=== SET EXERCISE ===
Extract everything from the line reading "Query: roasted papad" down to the end of the data below, and copy those lines verbatim.
# START OF TASK MATERIAL
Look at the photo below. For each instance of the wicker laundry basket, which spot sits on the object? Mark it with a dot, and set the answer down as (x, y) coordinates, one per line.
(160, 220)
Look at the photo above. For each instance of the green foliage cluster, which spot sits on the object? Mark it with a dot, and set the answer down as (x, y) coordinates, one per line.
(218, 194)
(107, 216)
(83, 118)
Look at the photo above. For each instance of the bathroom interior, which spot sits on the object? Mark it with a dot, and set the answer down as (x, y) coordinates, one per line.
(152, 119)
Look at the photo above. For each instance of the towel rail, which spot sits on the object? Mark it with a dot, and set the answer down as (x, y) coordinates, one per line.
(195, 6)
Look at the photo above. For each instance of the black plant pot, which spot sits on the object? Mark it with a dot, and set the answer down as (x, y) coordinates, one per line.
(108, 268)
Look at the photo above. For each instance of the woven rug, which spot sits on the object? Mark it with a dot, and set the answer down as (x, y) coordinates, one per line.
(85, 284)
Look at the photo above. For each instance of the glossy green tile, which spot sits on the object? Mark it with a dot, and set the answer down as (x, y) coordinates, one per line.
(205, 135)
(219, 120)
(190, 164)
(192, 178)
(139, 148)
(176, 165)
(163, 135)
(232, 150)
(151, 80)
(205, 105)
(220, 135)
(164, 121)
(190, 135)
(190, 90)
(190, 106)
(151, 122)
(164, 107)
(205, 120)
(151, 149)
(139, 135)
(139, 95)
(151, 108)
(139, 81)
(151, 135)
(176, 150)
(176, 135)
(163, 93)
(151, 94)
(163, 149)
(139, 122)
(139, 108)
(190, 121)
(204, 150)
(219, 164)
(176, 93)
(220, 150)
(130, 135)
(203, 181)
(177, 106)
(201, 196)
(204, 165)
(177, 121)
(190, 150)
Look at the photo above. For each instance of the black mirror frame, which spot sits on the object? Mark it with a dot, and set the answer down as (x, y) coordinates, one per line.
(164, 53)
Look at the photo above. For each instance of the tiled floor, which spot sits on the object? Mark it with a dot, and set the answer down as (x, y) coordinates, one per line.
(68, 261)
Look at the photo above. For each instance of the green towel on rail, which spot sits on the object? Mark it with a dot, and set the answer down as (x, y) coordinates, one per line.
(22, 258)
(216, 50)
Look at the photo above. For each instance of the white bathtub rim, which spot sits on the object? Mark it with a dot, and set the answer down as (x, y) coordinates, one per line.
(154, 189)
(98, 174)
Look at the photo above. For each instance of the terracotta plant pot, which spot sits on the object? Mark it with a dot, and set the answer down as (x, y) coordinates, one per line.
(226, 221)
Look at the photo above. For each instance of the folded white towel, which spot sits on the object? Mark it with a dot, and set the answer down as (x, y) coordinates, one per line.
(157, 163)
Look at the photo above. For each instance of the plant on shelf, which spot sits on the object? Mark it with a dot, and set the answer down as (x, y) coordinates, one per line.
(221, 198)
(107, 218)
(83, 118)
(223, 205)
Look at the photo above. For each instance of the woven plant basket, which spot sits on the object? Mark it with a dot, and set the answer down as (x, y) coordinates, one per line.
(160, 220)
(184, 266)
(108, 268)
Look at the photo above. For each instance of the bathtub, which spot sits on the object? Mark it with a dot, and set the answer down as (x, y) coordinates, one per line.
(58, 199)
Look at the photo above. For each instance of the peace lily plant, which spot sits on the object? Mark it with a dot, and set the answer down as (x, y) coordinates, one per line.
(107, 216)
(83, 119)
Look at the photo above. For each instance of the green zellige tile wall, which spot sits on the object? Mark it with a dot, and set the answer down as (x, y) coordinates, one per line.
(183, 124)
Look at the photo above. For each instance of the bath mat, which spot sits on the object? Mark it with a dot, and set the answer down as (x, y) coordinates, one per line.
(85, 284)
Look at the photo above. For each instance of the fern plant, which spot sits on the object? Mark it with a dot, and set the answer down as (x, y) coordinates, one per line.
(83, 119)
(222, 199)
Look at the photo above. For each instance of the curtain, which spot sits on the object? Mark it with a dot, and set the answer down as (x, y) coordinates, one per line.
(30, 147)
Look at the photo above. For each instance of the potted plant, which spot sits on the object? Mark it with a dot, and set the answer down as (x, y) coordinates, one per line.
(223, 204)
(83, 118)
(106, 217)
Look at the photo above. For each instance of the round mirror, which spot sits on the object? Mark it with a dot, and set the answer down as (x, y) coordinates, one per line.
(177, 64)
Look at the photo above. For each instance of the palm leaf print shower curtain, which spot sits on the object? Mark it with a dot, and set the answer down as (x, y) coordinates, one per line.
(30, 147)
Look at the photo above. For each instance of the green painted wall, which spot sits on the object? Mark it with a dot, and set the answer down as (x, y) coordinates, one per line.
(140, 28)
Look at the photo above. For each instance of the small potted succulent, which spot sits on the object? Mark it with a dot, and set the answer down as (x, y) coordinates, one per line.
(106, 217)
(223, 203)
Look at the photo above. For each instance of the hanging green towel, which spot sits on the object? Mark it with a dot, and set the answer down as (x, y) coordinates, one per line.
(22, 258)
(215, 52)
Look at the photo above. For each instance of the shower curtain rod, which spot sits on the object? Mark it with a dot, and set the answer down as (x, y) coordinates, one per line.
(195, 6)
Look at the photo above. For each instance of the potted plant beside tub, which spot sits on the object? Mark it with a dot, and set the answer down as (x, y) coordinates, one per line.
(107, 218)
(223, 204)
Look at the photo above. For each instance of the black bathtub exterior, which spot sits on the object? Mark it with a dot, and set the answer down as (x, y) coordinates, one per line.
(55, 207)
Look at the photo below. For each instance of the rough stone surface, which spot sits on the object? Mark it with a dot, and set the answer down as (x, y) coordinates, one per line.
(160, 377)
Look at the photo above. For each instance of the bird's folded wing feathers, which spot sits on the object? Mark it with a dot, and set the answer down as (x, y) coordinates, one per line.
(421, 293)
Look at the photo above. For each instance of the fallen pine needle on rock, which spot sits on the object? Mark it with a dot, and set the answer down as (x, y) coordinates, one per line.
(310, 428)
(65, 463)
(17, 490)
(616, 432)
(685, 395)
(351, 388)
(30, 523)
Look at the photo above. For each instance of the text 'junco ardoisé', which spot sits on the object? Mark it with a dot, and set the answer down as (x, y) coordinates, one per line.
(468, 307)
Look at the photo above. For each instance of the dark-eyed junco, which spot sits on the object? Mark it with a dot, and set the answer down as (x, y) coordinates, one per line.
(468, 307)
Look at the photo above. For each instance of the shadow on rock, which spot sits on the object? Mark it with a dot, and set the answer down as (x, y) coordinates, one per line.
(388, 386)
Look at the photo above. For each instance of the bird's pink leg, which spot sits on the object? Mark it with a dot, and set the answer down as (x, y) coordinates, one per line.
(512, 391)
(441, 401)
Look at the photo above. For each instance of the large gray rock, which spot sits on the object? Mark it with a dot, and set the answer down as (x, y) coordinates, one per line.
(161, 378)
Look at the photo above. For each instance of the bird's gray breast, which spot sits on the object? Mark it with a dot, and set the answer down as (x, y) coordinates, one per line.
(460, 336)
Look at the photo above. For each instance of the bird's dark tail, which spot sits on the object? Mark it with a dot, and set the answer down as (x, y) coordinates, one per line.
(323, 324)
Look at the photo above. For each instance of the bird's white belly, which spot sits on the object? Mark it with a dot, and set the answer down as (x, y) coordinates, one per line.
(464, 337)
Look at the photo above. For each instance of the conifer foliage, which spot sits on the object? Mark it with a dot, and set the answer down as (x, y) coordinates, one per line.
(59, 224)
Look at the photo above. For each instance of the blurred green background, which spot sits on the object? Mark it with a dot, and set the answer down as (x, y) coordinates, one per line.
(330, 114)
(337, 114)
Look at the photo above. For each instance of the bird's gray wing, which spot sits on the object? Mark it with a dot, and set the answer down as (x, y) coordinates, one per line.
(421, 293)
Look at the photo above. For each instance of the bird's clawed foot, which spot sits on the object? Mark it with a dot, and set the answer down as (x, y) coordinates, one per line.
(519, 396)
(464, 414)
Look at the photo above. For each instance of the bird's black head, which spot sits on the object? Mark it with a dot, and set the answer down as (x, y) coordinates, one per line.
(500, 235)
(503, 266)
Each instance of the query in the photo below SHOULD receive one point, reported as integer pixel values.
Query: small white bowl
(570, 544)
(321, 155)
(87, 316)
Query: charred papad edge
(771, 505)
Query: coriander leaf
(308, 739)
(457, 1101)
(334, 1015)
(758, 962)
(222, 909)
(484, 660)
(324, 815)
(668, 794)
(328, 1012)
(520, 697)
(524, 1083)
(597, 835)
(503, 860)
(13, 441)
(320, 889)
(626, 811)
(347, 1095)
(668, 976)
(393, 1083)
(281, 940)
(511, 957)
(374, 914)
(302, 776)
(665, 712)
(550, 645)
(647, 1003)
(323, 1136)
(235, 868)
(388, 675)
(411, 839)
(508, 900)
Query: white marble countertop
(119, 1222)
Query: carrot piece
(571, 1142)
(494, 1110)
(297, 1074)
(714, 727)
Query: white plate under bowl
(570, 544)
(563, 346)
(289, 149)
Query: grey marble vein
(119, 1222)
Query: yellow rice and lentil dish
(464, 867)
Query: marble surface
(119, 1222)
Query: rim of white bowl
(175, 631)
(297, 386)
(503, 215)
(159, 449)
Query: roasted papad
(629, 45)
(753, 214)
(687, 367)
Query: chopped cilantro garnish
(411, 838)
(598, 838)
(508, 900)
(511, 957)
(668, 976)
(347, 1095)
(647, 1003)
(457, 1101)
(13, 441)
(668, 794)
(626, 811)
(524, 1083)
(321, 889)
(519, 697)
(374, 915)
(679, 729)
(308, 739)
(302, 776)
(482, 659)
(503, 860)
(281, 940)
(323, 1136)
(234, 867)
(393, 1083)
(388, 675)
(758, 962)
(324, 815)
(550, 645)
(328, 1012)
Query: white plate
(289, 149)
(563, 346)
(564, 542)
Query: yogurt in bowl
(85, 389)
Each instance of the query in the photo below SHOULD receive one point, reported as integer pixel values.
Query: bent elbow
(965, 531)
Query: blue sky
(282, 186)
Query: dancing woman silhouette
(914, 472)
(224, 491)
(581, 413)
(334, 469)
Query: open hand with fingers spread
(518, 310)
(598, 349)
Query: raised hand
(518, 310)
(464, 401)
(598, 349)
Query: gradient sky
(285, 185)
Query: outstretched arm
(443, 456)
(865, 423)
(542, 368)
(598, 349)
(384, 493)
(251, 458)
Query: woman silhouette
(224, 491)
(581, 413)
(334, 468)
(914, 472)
# END OF TASK MATERIAL
=== EXERCISE SOLUTION ===
Query: roasted papad
(629, 45)
(753, 214)
(687, 367)
Query: chopped cilantro garnish
(411, 838)
(598, 838)
(508, 900)
(511, 957)
(668, 976)
(347, 1095)
(647, 1003)
(457, 1101)
(13, 441)
(668, 794)
(626, 811)
(524, 1083)
(321, 889)
(519, 697)
(374, 915)
(679, 729)
(308, 739)
(302, 776)
(482, 659)
(503, 860)
(281, 940)
(323, 1136)
(234, 867)
(393, 1083)
(388, 675)
(758, 962)
(324, 815)
(550, 645)
(328, 1012)
Query: white plate
(289, 149)
(563, 346)
(564, 542)
Query: yogurt in bowl
(85, 389)
Each instance of the query in the photo below SHOULD receive one point, reported as integer pixel values.
Query: bent elbow
(965, 531)
Query: blue sky
(282, 186)
Query: dancing woman silhouette
(914, 472)
(224, 491)
(581, 413)
(334, 469)
Query: open hand with fingers spread
(518, 310)
(598, 349)
Query: raised hand
(518, 310)
(464, 401)
(598, 349)
Query: gradient sky
(285, 185)
Query: outstretched arm
(443, 456)
(865, 423)
(542, 368)
(598, 349)
(384, 493)
(251, 458)
Query: woman silhouette
(224, 491)
(581, 413)
(334, 468)
(914, 472)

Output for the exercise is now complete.